# RECORDS TO PROCESS

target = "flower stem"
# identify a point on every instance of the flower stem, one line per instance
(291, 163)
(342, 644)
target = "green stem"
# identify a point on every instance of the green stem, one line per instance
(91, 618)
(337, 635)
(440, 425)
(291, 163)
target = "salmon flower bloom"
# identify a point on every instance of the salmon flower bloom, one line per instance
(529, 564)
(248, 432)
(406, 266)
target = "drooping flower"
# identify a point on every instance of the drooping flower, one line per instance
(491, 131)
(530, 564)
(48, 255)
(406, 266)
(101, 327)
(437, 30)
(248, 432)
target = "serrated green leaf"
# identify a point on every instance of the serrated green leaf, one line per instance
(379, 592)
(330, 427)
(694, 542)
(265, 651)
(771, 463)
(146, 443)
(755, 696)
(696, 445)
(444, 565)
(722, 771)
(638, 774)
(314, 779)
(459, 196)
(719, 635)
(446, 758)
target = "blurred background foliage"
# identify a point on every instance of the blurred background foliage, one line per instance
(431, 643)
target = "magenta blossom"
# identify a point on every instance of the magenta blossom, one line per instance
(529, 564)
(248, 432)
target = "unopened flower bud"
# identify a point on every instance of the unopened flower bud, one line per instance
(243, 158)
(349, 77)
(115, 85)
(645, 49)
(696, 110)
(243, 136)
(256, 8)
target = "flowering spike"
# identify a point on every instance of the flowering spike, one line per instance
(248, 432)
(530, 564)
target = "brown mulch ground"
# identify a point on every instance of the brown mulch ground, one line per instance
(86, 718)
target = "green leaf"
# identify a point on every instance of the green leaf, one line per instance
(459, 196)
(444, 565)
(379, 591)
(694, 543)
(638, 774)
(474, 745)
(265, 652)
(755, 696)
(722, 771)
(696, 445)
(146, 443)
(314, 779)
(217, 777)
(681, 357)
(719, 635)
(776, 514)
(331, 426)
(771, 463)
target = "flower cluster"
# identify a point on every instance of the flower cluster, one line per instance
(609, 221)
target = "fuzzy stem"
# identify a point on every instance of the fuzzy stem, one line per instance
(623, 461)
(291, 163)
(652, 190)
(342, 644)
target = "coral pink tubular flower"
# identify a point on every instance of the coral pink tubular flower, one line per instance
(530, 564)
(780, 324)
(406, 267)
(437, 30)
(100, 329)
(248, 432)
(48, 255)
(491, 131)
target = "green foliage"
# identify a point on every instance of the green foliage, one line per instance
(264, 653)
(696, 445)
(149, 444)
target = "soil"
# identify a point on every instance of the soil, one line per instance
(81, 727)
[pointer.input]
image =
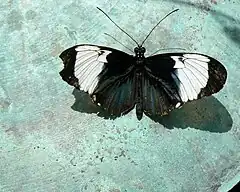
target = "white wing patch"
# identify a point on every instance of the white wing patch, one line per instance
(89, 63)
(191, 75)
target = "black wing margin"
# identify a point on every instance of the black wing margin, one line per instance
(104, 73)
(181, 77)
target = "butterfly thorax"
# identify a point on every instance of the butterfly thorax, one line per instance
(139, 55)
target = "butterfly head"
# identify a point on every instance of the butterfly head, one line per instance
(139, 51)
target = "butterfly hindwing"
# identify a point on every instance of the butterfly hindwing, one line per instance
(117, 97)
(194, 75)
(159, 95)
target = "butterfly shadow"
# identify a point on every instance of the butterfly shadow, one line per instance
(206, 114)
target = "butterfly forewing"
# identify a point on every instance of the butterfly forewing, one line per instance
(194, 75)
(105, 73)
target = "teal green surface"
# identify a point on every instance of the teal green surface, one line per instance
(51, 142)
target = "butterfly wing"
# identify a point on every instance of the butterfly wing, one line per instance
(176, 78)
(105, 73)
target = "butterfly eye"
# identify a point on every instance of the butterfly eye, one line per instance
(143, 49)
(136, 49)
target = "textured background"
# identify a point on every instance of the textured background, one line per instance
(51, 137)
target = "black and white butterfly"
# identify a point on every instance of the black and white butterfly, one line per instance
(154, 85)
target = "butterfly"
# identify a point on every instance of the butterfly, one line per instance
(119, 82)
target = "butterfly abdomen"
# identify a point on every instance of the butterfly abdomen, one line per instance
(139, 98)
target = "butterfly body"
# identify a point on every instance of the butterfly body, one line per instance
(154, 85)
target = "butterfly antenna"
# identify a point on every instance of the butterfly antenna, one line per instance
(157, 25)
(118, 26)
(118, 41)
(167, 49)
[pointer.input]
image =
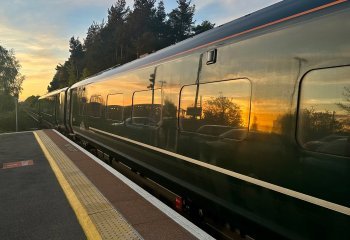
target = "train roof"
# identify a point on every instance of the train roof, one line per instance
(53, 93)
(284, 10)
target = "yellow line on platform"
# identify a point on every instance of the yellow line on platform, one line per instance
(82, 215)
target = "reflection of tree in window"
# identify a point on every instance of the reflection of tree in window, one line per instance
(346, 107)
(222, 111)
(317, 125)
(169, 109)
(95, 106)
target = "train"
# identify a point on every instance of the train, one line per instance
(248, 123)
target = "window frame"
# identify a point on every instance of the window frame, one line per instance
(132, 104)
(123, 107)
(179, 126)
(100, 109)
(298, 111)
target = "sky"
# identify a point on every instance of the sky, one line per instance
(39, 30)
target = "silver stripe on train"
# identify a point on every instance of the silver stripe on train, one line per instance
(183, 222)
(273, 187)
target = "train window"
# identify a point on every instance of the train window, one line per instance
(95, 106)
(47, 105)
(217, 108)
(115, 107)
(147, 108)
(324, 111)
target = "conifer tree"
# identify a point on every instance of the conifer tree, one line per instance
(181, 20)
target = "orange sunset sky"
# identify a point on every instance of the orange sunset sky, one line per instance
(39, 35)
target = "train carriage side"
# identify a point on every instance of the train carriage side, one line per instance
(256, 125)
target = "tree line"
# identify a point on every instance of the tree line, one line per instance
(10, 79)
(126, 35)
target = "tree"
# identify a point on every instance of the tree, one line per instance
(61, 77)
(141, 27)
(181, 20)
(346, 94)
(222, 111)
(316, 125)
(76, 59)
(10, 78)
(204, 26)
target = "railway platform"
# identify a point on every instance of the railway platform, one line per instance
(51, 188)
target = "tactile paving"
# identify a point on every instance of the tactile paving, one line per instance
(108, 221)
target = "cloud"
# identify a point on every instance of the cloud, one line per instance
(223, 11)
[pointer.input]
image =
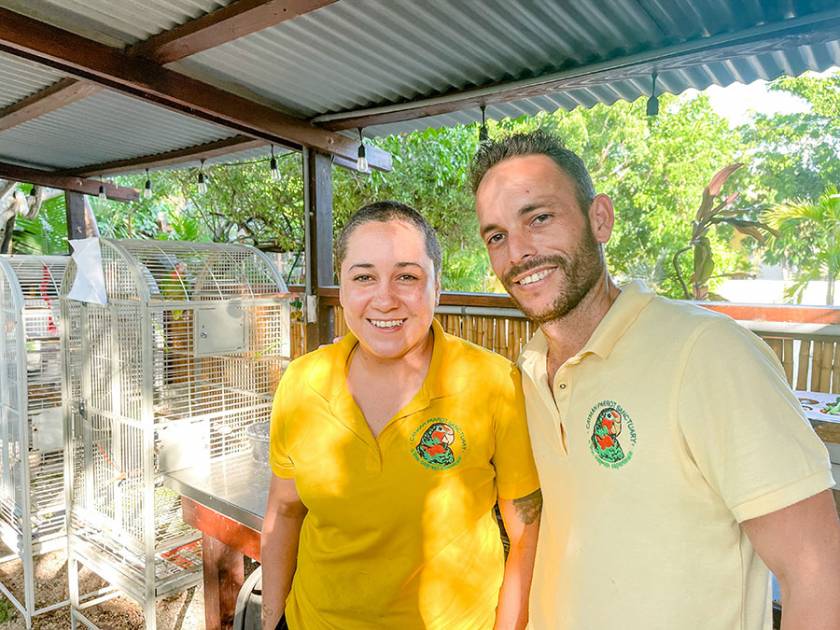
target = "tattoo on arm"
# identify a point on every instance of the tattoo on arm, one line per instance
(528, 508)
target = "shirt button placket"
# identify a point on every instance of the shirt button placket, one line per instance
(561, 398)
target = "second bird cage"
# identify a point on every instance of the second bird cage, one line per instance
(31, 419)
(184, 356)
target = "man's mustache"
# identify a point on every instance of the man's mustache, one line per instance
(533, 263)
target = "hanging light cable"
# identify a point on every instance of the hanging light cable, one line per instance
(147, 188)
(275, 172)
(653, 101)
(483, 133)
(202, 180)
(20, 199)
(361, 162)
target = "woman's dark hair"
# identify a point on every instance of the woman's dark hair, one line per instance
(383, 212)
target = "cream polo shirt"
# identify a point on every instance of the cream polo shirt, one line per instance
(671, 426)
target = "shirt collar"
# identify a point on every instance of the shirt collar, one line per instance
(329, 378)
(634, 297)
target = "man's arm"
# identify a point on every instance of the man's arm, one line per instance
(522, 523)
(801, 546)
(278, 547)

# INSTRUCTIONS TO FOLLOW
Restate the data above verbatim, skipping every image.

# REPLY TO THE EXERCISE
target = "flower stem"
# identify a point on every instance of the flower stem, one line per instance
(291, 163)
(342, 644)
target = "green stem"
# identify a point on every instance of the green stem, one line per instance
(91, 618)
(337, 635)
(440, 425)
(291, 163)
target = "salmon flower bloom"
# identify a point on every instance of the salmon flower bloom, one line per instance
(529, 564)
(248, 432)
(406, 266)
target = "drooping flower"
# identify a point on every instance of the drooping flower, one line per instance
(491, 131)
(530, 564)
(48, 255)
(406, 266)
(101, 327)
(437, 30)
(248, 432)
target = "serrated green leaf"
# identify a point on every instance of the serrated green leaf, one line per instance
(379, 592)
(330, 427)
(694, 542)
(265, 651)
(771, 463)
(146, 443)
(755, 696)
(696, 445)
(444, 565)
(722, 771)
(638, 774)
(314, 779)
(459, 196)
(719, 635)
(446, 758)
target = "blurred background foliage"
# identify a point on every instance of the blurred background foliage, one line per instance
(431, 643)
target = "magenta blossom"
# identify a point on every instance of the magenta blossom, one line per instance
(529, 564)
(248, 432)
target = "unopened flower bud"
# identify a point on every instance of the unopened flower bud, one line per instance
(243, 158)
(349, 77)
(115, 85)
(645, 49)
(696, 110)
(243, 136)
(256, 8)
target = "flowering spike"
# identify a point on every instance of the flowering spike, one line per instance
(248, 432)
(530, 564)
target = "brown mulch ground"
# identify a point on every instance of the brown mulch ground, one line per instance
(86, 718)
target = "green leaf"
# identify a point on every instance of the green leaf, one line per instance
(459, 196)
(444, 565)
(379, 591)
(694, 543)
(638, 774)
(474, 745)
(265, 652)
(755, 696)
(722, 771)
(696, 445)
(146, 443)
(314, 779)
(217, 777)
(681, 357)
(719, 635)
(776, 514)
(331, 426)
(771, 463)
target = "flower cluster"
# identify a point on every instance of the flower cluster, one line per instance
(609, 221)
target = "fuzzy stem"
# identify a point on every instance of the fuzzy stem, one line per instance
(623, 461)
(291, 163)
(652, 190)
(342, 644)
target = "coral pink tubular flower"
# identify a point on every instance of the coral pink tubular flower, one line per instance
(530, 564)
(780, 324)
(406, 267)
(437, 30)
(100, 329)
(248, 432)
(48, 255)
(491, 131)
target = "green foliage"
# identify a point on every instance of the green foliage, one line per instance
(264, 653)
(696, 445)
(149, 444)
target = "soil"
# identify a point on every instance of the soil, one line per instance
(81, 727)
[pointer.input]
image =
target = "white wing patch"
# identify a point on every instance of the white wing patch, one line per instance
(89, 63)
(191, 75)
target = "black wing margin"
# identify a point on every instance of the black wing margin, one line per instance
(104, 73)
(181, 77)
target = "butterfly thorax"
# identify a point on every instance of the butterfly thorax, one line per instance
(139, 55)
target = "butterfly head"
# identify a point on every instance of the butterfly head, one line per instance
(139, 51)
target = "butterfly hindwing"
# identify a point on every instance of the butterfly hindwing, one line per instance
(117, 97)
(194, 75)
(159, 95)
target = "butterfly shadow"
# identify a point on every instance of the butterfly shadow, one line per instance
(206, 114)
target = "butterfly forewing"
# identify a point on every instance of the butterfly forewing, one line per instance
(194, 75)
(105, 73)
target = "teal green surface"
# identify a point on every instance of the teal green surface, one line per instance
(51, 142)
target = "butterfly wing"
# identify a point on every instance of the butterfly wing, one line per instance
(176, 78)
(105, 73)
target = "butterfly eye"
# identify a point on every instance of the butterfly eye, one line per instance
(143, 49)
(136, 49)
target = "textured background"
# identify a point on every instance of the textured background, one line per instance
(51, 137)
target = "black and white butterfly"
# identify a point on every instance of the black and white butterfly, one line per instance
(154, 85)
target = "butterfly"
# identify a point on every instance of the butterfly, one line per instance
(119, 82)
target = "butterfly abdomen"
# identify a point on every instance of the butterfly abdomen, one line per instance
(139, 98)
target = "butterfly body"
# identify a point on every instance of the butterfly body, one line per instance
(154, 85)
target = "butterfly antenna"
# identify a point on every instance of the butterfly antenna, one line per instance
(157, 25)
(118, 26)
(118, 41)
(167, 49)
[pointer.input]
image =
target = "train roof"
# identify a point on every instance of the train roof, one line per instance
(53, 93)
(284, 10)
target = "yellow line on platform"
# identify a point on every instance of the yellow line on platform, one line per instance
(82, 215)
target = "reflection of tree in window"
# identify a point on every instance of the reflection of tree in window, one line per instance
(346, 107)
(222, 111)
(317, 125)
(169, 109)
(95, 106)
target = "train"
# identify a point on every instance of the train, one line per instance
(248, 123)
target = "window frame"
# identify a point on every instance of the window frame, one line per instance
(132, 104)
(123, 107)
(179, 126)
(100, 109)
(298, 111)
target = "sky"
# identify a point on every instance of the sky, one line per instance
(39, 30)
target = "silver stripe on train"
# identify a point on every instance of the silver stripe on train, one line per instance
(183, 222)
(273, 187)
target = "train window"
# identify a point on every instance of the train window, one line per instance
(95, 106)
(47, 105)
(217, 108)
(115, 107)
(147, 108)
(324, 111)
target = "conifer tree"
# identify a point on every instance of the conifer tree, one line per instance
(181, 20)
target = "orange sunset sky"
# identify a point on every instance of the orange sunset sky, one line per instance
(39, 35)
target = "train carriage side"
# identify a point on every instance of the train carriage side, one line per instance
(256, 125)
target = "tree line"
# identify a point on every instance of the tree line, one line per instance
(10, 79)
(126, 35)
target = "tree"
# identify a point on every instance of the tree, one line per instance
(61, 77)
(141, 27)
(181, 20)
(346, 94)
(222, 111)
(316, 125)
(76, 59)
(10, 78)
(204, 26)
target = "railway platform"
# identify a point on every instance of the railway platform, one line per instance
(51, 188)
target = "tactile paving"
# identify a point on every instance of the tactile paving, one line per instance
(108, 221)
target = "cloud"
# identify a point on every instance of the cloud, one line per instance
(223, 11)
[pointer.input]
image =
target = "tattoo on arm"
# identify a point on every instance of the tattoo on arm, one line per instance
(528, 508)
target = "shirt button placket"
# identify a point on every instance of the shirt button placket, one line per instance
(561, 398)
target = "second bird cage"
# identify a point on every instance of the second bird cage, one line per instance
(31, 419)
(184, 356)
target = "man's mustache"
# identify a point on every instance of the man's mustache, one line per instance
(533, 263)
target = "hanging light cable"
# identify a point on every instance of the hanging light cable, one line per instance
(147, 188)
(275, 172)
(653, 101)
(483, 133)
(202, 180)
(20, 199)
(361, 162)
target = "woman's dark hair"
# identify a point on every instance of the woman's dark hair, one line per instance
(383, 212)
target = "cream polo shirt"
# identify a point on every instance of the cream polo shirt, one line per instance
(671, 426)
target = "shirt collar"
# identify a point on every instance of the shirt collar, one line per instance
(329, 378)
(634, 297)
target = "man's arm"
# identify a point on every instance of the man's arm, one line per instance
(522, 523)
(801, 546)
(278, 547)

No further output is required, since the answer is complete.